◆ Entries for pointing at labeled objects
(begin)

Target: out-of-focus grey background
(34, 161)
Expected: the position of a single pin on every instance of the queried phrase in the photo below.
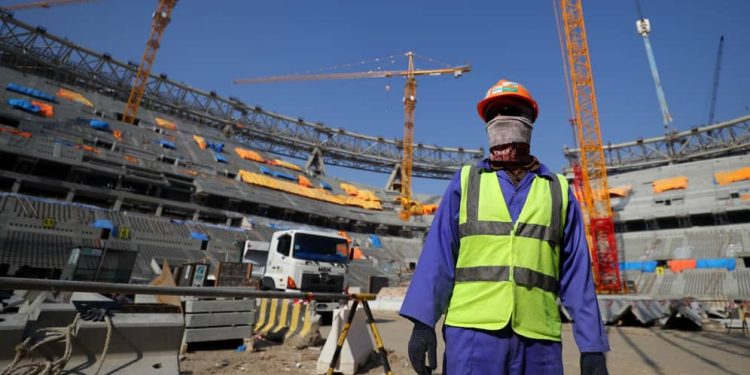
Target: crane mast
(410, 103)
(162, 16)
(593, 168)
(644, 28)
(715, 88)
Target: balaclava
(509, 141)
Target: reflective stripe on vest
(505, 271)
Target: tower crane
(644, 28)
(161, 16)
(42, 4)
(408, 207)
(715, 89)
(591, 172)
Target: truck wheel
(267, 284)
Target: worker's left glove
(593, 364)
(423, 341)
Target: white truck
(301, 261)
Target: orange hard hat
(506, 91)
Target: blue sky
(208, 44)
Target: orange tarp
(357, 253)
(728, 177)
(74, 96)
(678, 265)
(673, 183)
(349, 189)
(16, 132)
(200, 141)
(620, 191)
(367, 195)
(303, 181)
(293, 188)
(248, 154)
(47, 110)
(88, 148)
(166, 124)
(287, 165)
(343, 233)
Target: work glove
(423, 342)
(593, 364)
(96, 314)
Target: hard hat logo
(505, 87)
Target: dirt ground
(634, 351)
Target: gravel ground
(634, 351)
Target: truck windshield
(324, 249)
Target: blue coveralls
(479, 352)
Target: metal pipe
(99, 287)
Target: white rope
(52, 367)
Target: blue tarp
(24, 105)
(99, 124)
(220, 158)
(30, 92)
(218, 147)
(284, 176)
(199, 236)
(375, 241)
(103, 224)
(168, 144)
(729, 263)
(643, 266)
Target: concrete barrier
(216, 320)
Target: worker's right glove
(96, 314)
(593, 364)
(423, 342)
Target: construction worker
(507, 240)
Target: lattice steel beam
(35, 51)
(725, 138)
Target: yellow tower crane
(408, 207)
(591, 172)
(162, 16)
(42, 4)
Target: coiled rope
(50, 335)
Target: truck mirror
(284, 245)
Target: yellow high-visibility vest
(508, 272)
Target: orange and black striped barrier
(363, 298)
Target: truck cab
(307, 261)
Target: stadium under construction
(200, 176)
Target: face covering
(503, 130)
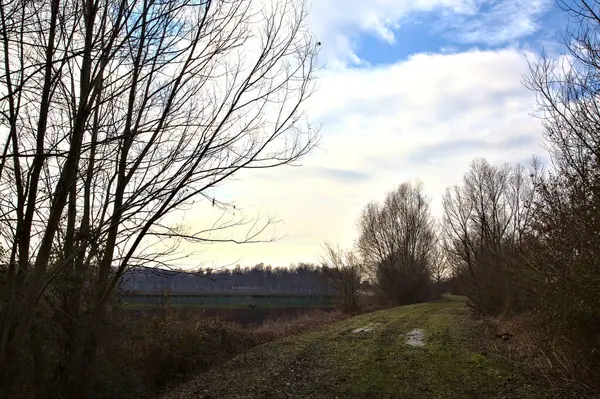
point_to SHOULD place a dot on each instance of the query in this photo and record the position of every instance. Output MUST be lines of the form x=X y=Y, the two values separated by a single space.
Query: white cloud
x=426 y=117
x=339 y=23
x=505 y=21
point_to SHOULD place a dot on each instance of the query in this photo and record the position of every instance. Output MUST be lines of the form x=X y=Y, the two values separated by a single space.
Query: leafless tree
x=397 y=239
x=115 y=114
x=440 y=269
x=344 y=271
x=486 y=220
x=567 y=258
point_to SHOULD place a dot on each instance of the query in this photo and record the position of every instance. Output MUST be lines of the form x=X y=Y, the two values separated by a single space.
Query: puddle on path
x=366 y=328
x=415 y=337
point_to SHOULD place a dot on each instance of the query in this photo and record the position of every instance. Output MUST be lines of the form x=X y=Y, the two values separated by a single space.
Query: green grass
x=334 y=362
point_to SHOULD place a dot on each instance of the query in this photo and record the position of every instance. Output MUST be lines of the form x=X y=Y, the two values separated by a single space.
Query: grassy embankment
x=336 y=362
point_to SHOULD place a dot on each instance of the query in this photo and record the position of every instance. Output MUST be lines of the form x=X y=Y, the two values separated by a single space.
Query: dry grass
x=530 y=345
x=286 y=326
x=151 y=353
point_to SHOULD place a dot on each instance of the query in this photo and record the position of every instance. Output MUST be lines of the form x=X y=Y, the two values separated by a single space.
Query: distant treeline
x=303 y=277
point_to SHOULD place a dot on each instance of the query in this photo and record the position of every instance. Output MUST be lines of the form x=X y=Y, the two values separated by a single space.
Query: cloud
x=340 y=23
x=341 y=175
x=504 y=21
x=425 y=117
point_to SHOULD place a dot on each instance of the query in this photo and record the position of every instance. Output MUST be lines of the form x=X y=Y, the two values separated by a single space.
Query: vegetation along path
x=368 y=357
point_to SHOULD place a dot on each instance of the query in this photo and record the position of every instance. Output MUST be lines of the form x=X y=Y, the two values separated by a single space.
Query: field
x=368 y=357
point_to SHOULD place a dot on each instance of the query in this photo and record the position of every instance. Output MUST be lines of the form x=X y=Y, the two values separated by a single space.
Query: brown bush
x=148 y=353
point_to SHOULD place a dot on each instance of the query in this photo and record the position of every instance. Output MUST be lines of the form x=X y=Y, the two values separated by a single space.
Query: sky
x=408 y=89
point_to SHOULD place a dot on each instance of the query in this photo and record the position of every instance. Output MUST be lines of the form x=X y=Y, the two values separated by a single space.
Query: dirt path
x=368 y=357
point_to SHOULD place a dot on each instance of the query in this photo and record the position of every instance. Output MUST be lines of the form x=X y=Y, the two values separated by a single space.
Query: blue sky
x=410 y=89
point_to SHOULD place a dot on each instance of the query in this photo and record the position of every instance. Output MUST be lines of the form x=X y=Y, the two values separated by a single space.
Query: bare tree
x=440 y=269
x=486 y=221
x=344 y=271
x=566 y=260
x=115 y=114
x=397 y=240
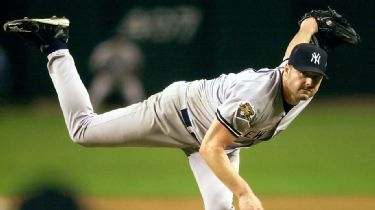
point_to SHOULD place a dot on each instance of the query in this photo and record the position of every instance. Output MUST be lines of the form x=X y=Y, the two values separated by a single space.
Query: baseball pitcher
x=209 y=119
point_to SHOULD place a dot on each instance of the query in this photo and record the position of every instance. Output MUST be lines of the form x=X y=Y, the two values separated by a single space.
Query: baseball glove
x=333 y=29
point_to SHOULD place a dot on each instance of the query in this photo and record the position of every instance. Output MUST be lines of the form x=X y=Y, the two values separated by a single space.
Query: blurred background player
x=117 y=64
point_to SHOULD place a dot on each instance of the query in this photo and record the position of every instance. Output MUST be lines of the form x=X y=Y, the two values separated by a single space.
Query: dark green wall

(end)
(begin)

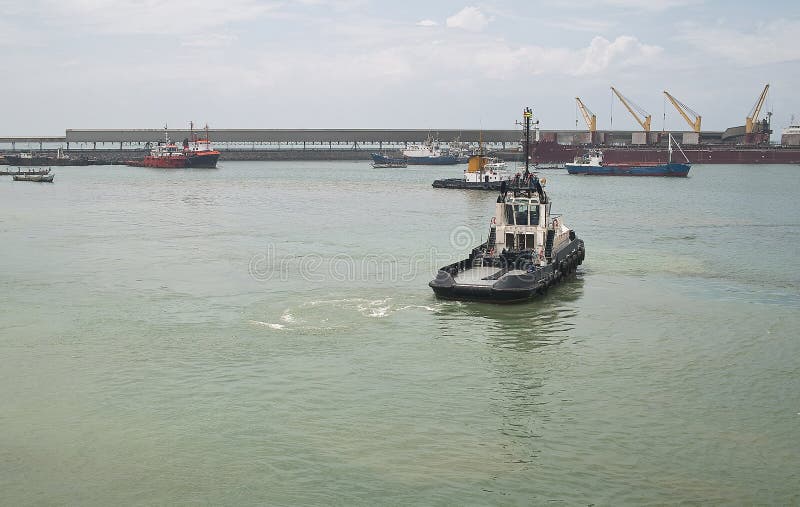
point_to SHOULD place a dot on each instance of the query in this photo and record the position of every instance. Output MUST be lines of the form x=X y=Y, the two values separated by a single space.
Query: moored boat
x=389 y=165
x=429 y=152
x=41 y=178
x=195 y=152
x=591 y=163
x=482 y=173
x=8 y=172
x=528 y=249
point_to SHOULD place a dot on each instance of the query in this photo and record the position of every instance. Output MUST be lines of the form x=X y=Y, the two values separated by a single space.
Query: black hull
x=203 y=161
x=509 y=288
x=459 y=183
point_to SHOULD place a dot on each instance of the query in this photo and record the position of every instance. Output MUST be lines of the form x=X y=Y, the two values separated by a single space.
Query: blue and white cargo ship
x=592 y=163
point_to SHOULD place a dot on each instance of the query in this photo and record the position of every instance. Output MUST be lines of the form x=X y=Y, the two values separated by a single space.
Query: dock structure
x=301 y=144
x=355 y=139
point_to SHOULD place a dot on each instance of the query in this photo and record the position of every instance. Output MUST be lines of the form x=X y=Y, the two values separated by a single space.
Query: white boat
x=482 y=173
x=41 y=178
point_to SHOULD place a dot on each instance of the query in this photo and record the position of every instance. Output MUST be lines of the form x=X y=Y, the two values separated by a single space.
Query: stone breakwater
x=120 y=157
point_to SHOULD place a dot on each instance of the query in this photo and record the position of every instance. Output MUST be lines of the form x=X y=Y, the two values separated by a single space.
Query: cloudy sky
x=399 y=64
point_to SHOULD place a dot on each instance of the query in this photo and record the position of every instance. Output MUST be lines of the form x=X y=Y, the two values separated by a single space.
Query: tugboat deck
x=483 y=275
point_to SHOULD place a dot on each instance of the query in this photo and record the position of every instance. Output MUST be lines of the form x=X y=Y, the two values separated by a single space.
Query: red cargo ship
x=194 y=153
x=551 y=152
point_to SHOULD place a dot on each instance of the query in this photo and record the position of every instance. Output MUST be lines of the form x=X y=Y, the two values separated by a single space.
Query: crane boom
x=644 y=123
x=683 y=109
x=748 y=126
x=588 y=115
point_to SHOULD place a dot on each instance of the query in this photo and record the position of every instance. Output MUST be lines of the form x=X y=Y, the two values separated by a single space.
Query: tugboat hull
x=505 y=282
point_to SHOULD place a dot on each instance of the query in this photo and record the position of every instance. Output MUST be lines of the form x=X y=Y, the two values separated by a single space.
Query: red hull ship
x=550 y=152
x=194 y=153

(end)

Report every line in the entries above that contains the word "crane", copying each such line in full.

◆ Full output
Target: crane mast
Target: tower crane
Target: yellow tower crane
Query: crane boom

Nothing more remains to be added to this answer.